Dataset entries:
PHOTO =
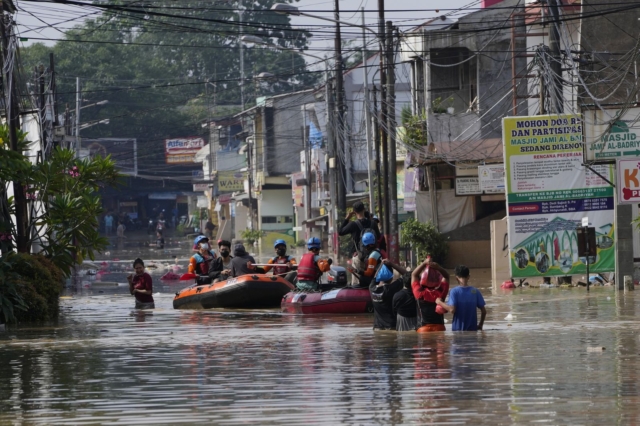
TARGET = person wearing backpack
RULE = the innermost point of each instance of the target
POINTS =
(357, 229)
(283, 264)
(430, 282)
(312, 267)
(373, 260)
(383, 289)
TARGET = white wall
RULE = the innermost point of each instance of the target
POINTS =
(354, 90)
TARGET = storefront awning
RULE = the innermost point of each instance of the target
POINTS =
(313, 220)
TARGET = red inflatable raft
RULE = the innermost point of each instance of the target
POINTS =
(345, 300)
(247, 291)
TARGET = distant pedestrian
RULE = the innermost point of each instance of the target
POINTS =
(463, 302)
(429, 281)
(120, 230)
(108, 224)
(141, 286)
(208, 229)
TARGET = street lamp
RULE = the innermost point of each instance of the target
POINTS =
(95, 104)
(93, 123)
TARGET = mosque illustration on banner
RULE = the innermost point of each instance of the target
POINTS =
(555, 246)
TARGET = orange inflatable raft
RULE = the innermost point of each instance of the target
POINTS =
(247, 291)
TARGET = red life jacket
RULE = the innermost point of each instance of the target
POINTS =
(307, 268)
(281, 261)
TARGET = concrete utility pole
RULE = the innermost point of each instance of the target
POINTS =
(365, 105)
(384, 208)
(392, 189)
(339, 121)
(240, 17)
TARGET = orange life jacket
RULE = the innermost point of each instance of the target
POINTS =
(284, 265)
(308, 269)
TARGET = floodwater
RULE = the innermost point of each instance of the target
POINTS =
(565, 356)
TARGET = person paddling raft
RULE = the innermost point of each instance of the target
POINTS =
(141, 286)
(311, 266)
(429, 282)
(284, 265)
(463, 302)
(199, 262)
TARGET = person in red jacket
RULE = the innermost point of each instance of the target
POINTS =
(283, 264)
(428, 286)
(141, 286)
(311, 267)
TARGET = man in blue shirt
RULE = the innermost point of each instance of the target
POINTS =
(463, 302)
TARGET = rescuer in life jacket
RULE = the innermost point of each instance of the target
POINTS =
(311, 267)
(284, 265)
(199, 262)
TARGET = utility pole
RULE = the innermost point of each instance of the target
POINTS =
(384, 208)
(392, 231)
(331, 151)
(556, 65)
(13, 121)
(367, 119)
(376, 141)
(78, 102)
(339, 121)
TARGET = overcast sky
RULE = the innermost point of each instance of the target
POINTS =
(36, 20)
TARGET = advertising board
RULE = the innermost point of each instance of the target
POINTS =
(549, 191)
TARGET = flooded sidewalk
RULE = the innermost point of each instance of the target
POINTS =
(562, 357)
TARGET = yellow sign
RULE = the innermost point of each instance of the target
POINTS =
(231, 181)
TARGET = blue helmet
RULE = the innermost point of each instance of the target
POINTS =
(314, 242)
(384, 274)
(368, 239)
(199, 239)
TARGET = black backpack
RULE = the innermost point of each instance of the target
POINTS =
(360, 249)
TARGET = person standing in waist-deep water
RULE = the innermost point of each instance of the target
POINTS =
(429, 285)
(108, 224)
(243, 263)
(311, 266)
(383, 289)
(464, 300)
(405, 308)
(357, 229)
(141, 286)
(284, 265)
(220, 268)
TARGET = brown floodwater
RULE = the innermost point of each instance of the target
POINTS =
(565, 356)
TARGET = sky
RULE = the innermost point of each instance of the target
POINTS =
(38, 20)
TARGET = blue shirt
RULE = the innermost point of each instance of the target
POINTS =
(466, 300)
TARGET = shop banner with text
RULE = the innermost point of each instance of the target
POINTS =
(549, 191)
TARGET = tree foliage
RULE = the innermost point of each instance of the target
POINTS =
(415, 129)
(425, 239)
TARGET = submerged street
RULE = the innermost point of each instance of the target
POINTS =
(561, 356)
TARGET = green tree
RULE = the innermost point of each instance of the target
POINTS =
(162, 66)
(69, 188)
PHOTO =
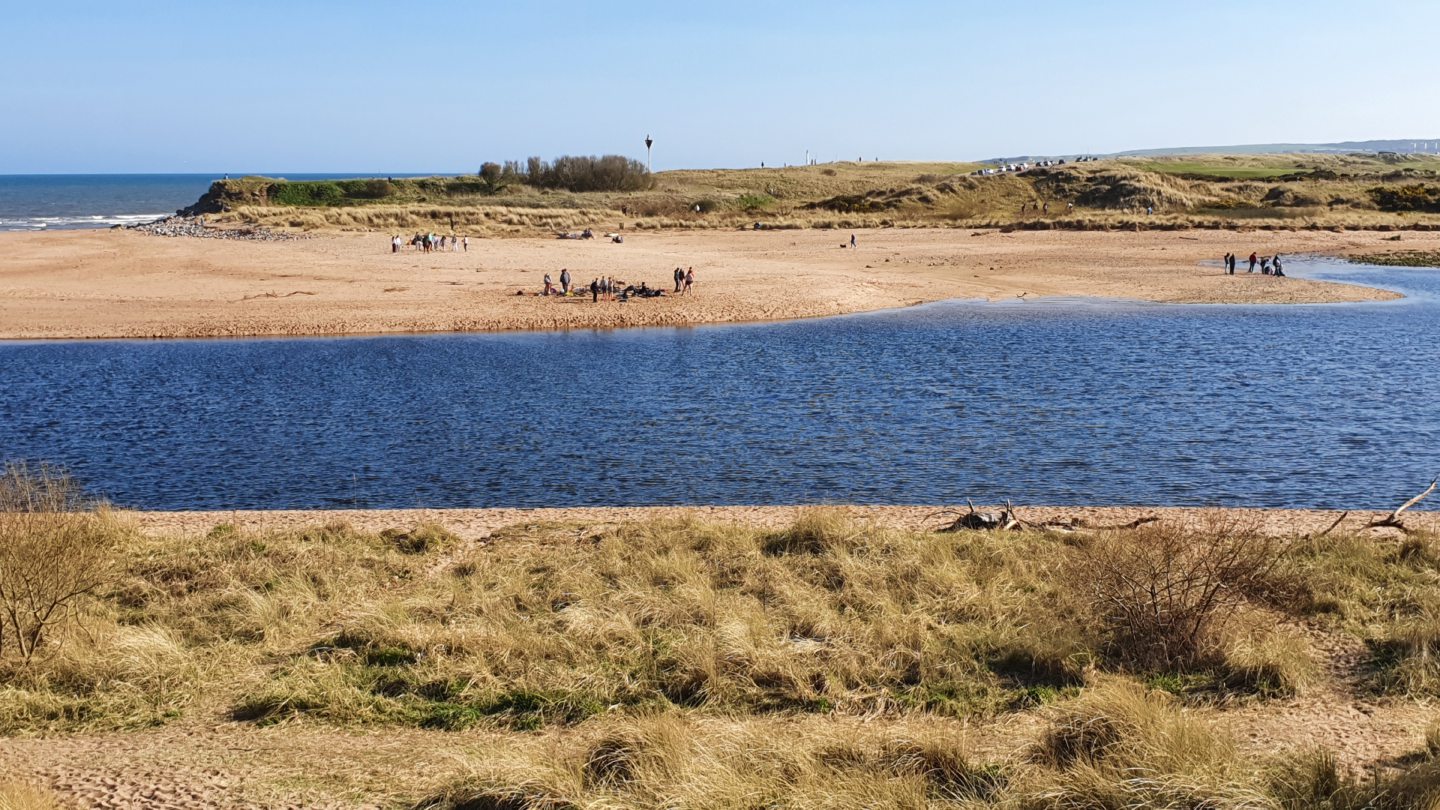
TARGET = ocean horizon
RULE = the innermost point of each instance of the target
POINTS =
(66, 202)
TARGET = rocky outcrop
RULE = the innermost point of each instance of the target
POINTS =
(195, 228)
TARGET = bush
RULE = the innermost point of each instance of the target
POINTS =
(609, 173)
(307, 193)
(1162, 595)
(55, 552)
(1407, 198)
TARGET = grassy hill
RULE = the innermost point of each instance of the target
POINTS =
(1260, 190)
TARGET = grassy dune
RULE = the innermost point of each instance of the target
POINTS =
(828, 663)
(1285, 192)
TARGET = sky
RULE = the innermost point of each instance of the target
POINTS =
(431, 85)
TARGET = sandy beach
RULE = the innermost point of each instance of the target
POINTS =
(477, 525)
(127, 284)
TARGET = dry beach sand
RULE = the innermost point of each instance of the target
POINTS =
(128, 284)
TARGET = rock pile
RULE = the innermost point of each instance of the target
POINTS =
(195, 227)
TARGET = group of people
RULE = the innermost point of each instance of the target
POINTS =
(431, 242)
(1269, 265)
(608, 288)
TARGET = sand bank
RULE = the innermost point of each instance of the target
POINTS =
(127, 284)
(478, 523)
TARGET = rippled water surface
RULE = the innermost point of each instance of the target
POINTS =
(1040, 402)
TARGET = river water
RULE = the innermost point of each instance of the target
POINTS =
(1043, 402)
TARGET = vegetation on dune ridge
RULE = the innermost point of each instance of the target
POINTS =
(689, 663)
(1278, 192)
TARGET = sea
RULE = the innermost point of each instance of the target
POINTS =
(1060, 401)
(62, 202)
(1054, 401)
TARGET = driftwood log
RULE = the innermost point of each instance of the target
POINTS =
(1393, 521)
(1008, 521)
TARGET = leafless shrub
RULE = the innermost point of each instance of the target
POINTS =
(1162, 594)
(55, 551)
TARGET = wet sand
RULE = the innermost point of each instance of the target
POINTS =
(128, 284)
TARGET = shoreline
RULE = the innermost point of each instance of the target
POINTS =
(475, 525)
(107, 284)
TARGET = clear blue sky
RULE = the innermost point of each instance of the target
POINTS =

▶ _Try it_
With the images removed, give back every entry exactly as shown.

▶ _Response_
PHOTO =
TARGET = person wearing backpack
RULE = the innermost point of each instance of the target
POINTS =
(357, 229)
(283, 264)
(430, 282)
(312, 267)
(373, 260)
(383, 289)
TARGET = white wall
RULE = the innermost point of each instance of the target
POINTS =
(354, 90)
TARGET = storefront awning
RULE = the innermost point of each instance of the target
POINTS =
(313, 220)
TARGET = red inflatable raft
RULE = the innermost point of each instance of the target
POINTS =
(345, 300)
(247, 291)
TARGET = distant pedestrian
RULE = the innermost point of each instance of the target
POINTS =
(463, 302)
(429, 281)
(120, 230)
(108, 224)
(141, 286)
(208, 229)
TARGET = street lamp
RULE = the innermost point of each instance of the target
POINTS =
(95, 104)
(93, 123)
TARGET = mosque illustration on banner
RULE = the innermost point of each instance of the target
POINTS =
(555, 246)
TARGET = orange inflatable raft
RULE = the innermost point of each instance of the target
POINTS =
(247, 291)
TARGET = red life jacket
RULE = the innermost point of each instance of the target
POINTS =
(307, 268)
(281, 261)
TARGET = concrete utility pole
RULE = the innermost point of each instance of the target
POINTS =
(365, 105)
(384, 208)
(392, 189)
(339, 121)
(240, 17)
TARGET = orange life jacket
RULE = the innermost point of each instance of the target
POINTS =
(284, 265)
(308, 269)
TARGET = floodwater
RULE = the innermost point of each instance of the target
POINTS =
(565, 356)
TARGET = person paddling raft
RULE = the innermost point of each instance of the target
POINTS =
(141, 286)
(311, 266)
(429, 282)
(284, 265)
(463, 302)
(199, 262)
TARGET = person in red jacket
RULE = the innermost point of each instance of the target
POINTS =
(283, 264)
(428, 286)
(141, 286)
(311, 267)
TARGET = man in blue shirt
RULE = the innermost point of each instance of the target
POINTS =
(463, 302)
TARGET = rescuer in life jacket
RULE = the innermost point of each instance of the target
POINTS =
(311, 267)
(284, 265)
(199, 262)
TARGET = utility pole
RULE = the innermost point of each instance of the target
POINTS =
(384, 208)
(392, 231)
(331, 151)
(556, 65)
(13, 121)
(367, 119)
(376, 141)
(78, 102)
(339, 121)
TARGET = overcast sky
RULE = the innermost point of each instance of the target
POINTS =
(36, 20)
TARGET = advertising board
RULE = the innermost point of each instance of the target
POINTS =
(549, 191)
TARGET = flooded sidewalk
RULE = the innermost point of each instance of the target
POINTS =
(562, 357)
TARGET = yellow sign
RULE = the innermost point of each instance of the target
POINTS =
(231, 181)
TARGET = blue helmet
RULE = the innermost point of each instance of the target
POINTS =
(314, 242)
(384, 274)
(368, 239)
(199, 239)
TARGET = black backpack
RULE = the innermost point of each instance of the target
POINTS =
(360, 249)
TARGET = person standing in waist-deep water
RULE = the innermost point of each instance of the target
POINTS =
(429, 285)
(108, 224)
(243, 263)
(311, 266)
(383, 289)
(464, 300)
(405, 308)
(357, 229)
(141, 286)
(284, 265)
(220, 268)
TARGET = brown floodwater
RULE = the innermost point of each instance of the target
POINTS =
(565, 356)
TARGET = sky
RULE = the innermost point of each instance of the target
POINTS =
(38, 20)
TARGET = blue shirt
RULE = the innermost point of each instance of the target
POINTS =
(466, 300)
TARGET = shop banner with text
RULE = the innermost point of each instance of the target
POINTS =
(549, 191)
TARGET = tree foliage
RULE = the innermost point of each instance of the target
POINTS =
(415, 129)
(425, 239)
TARGET = submerged street
RULE = the innermost point of each instance of the target
POINTS =
(561, 356)
TARGET = green tree
RULE = the innermost point of each instance of the target
POINTS =
(162, 66)
(69, 188)
PHOTO =
TARGET = ocean horizon
RULE = the innermost point of each instance of the target
POINTS =
(66, 202)
TARGET = rocky outcrop
RULE = the innermost point of each instance of the target
POINTS =
(195, 228)
TARGET = bush
RULE = the innermost point of each instance of the target
POINTS =
(609, 173)
(307, 193)
(1162, 595)
(55, 552)
(1407, 198)
TARGET = grassy hill
RULE = the innermost point of each instance of the target
POINTS =
(1260, 190)
TARGET = grassy dune
RULE = the innermost point of each instance of the target
POINTS =
(828, 663)
(1285, 192)
TARGET = sky
RULE = the innermost point of each instance of the target
POINTS =
(431, 85)
TARGET = sandy beach
RULE = the innermost point of each instance of the target
POINTS =
(477, 525)
(127, 284)
TARGET = dry beach sand
RULE = the innermost point of each instance of the target
POINTS =
(128, 284)
TARGET = rock pile
RULE = the innermost point of each instance of the target
POINTS =
(195, 227)
TARGET = group of people
RULE = the innermost point of each instance of the target
POINTS =
(431, 242)
(1269, 265)
(608, 288)
TARGET = sand bank
RULE = the innermost point of each instance of the target
POINTS =
(127, 284)
(478, 523)
TARGET = rippled water surface
RULE = the innermost point of each instance of the target
POINTS =
(1040, 402)
TARGET = river water
RULE = the innermost point of each instance of the target
POINTS =
(1043, 402)
TARGET = vegetation on dune ridge
RULE = the innermost point of each instance of the target
POINTS =
(689, 663)
(1278, 192)
TARGET = sea
RULE = the innermost point of each instance of the target
POINTS =
(1060, 401)
(62, 202)
(1054, 401)
TARGET = driftwood log
RULE = the innermost point of each instance of the target
POINTS =
(1393, 521)
(1008, 521)
TARGET = leafless shrub
RULE = the innermost point of each instance of the target
POINTS =
(1162, 594)
(55, 551)
TARGET = wet sand
RULE = the innermost point of each instance of the target
POINTS =
(128, 284)
TARGET = shoreline
RULE = the innermost point of each instance of the target
POINTS =
(475, 525)
(107, 284)
TARGET = clear blue sky
RULE = the innermost point of each instance of the target
POINTS =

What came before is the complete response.